| Source data |
* * * * * * *

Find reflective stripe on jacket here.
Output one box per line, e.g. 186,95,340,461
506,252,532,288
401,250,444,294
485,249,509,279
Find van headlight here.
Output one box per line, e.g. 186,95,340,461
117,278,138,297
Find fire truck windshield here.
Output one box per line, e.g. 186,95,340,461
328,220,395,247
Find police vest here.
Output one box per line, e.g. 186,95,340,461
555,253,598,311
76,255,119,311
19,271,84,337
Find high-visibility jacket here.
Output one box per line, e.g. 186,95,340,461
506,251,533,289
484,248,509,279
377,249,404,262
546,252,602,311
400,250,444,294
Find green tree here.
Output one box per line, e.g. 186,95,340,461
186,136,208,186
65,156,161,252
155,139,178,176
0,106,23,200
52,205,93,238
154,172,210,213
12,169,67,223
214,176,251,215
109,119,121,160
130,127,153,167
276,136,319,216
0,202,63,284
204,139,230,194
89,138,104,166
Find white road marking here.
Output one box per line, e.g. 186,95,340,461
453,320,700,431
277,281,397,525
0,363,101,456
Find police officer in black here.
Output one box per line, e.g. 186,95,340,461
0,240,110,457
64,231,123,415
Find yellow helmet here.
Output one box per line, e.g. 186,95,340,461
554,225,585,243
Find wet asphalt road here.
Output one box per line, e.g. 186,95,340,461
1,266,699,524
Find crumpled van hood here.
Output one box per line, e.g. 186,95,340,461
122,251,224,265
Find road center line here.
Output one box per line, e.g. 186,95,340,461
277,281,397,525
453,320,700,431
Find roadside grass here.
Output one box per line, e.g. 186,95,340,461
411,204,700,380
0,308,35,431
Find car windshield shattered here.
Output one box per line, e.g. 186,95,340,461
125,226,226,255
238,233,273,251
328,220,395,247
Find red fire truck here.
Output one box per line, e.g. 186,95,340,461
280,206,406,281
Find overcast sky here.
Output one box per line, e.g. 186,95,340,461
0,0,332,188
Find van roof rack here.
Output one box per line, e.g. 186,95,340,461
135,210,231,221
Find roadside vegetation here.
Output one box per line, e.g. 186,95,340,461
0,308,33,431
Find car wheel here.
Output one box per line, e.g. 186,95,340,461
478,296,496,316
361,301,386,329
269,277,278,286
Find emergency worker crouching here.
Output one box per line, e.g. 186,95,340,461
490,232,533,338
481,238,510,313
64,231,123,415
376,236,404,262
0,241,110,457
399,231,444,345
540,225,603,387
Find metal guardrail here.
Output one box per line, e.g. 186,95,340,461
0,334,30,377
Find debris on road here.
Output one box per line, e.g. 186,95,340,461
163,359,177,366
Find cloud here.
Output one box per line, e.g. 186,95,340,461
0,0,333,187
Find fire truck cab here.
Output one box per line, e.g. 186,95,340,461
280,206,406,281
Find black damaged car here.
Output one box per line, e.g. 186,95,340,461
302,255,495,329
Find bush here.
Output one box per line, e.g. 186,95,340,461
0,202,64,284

* * * * * * *

| Activity |
Copy out each entry once more, character for character.

| Response |
Find reflective stripe on jacket here.
Output one box per line, e.g. 186,95,340,461
506,252,532,288
401,250,444,294
485,249,509,279
Find van headlight here.
Output one box per line, e.g. 186,95,340,461
117,278,138,297
Find fire truck windshield here.
Output one box per line, e.g. 186,95,340,461
328,220,395,247
Find police vest here.
Output one box per line, e.g. 186,95,340,461
555,253,598,311
76,255,119,311
19,271,84,337
Find high-visibility jacket here.
Output one box per line, e.g. 186,95,340,461
506,251,533,289
484,248,509,279
377,249,404,262
546,252,602,311
400,250,444,294
Find green tree here.
Output one box per line, e.g. 186,95,340,461
186,136,208,186
65,156,161,252
155,139,178,176
0,106,23,200
52,205,93,238
154,172,210,213
12,169,67,223
214,176,251,215
109,119,121,160
130,127,153,167
276,136,319,216
0,202,63,284
204,139,230,194
89,138,104,166
Find white road marking here.
Output one box per line, e.g. 186,95,340,461
453,320,700,431
277,281,397,525
0,363,101,456
Find police officer in black here.
Output one box per line, e.g. 186,95,340,461
0,240,110,457
64,231,123,415
Find yellow helmet here.
Output one box per line, e.g. 186,95,340,461
554,225,585,243
Find wet asphalt road here.
Output one box per line, e.g. 186,95,340,461
1,266,699,524
Find crumpled van hood here.
Output one box per line, e.g. 186,95,340,461
122,251,224,265
Find road center line here.
Output one box per line, e.g. 186,95,340,461
277,281,397,525
453,320,700,431
Find roadside grass here.
Output one box per line, e.g. 186,95,340,461
411,204,700,380
0,308,35,431
Find car windshield shattered here.
Output one box per line, e.g. 186,95,340,461
125,226,226,255
238,233,273,251
328,220,395,247
Find red fire truck here.
Output one box per line, e.g. 186,95,340,461
280,206,406,281
Find overcast sky here.
Output one box per line, e.g. 186,95,340,461
0,0,332,188
Find van roof rack here.
Output one box per line, e.g. 186,95,340,461
135,210,231,221
Find roadside vegetation here.
Output one box per line, e.g. 186,95,340,461
0,308,33,431
Find car wheel here.
Output one box per line, e.g. 186,95,340,461
478,296,496,316
361,301,386,329
269,277,278,286
Find emergency worker crouching here.
Output one box per line, e.g. 186,95,340,461
490,232,533,338
481,238,510,313
64,231,123,415
376,236,404,262
0,241,110,457
399,231,444,345
540,225,603,387
Find metal guardrail here.
Output one box per line, e.g. 186,95,340,461
0,334,30,377
Find debris on road here.
Output one box per line, e.g. 186,95,340,461
163,359,177,366
Find cloud here.
Output one box per line, e.g. 186,95,340,461
0,0,333,187
Find fire truck cab here.
Output one box per line, e.g. 186,95,340,461
280,206,406,281
Find black damaged car here.
Output one box per line, e.g. 186,95,340,461
302,255,495,329
Find bush here.
Output one box per line, e.g. 186,95,340,461
0,202,64,284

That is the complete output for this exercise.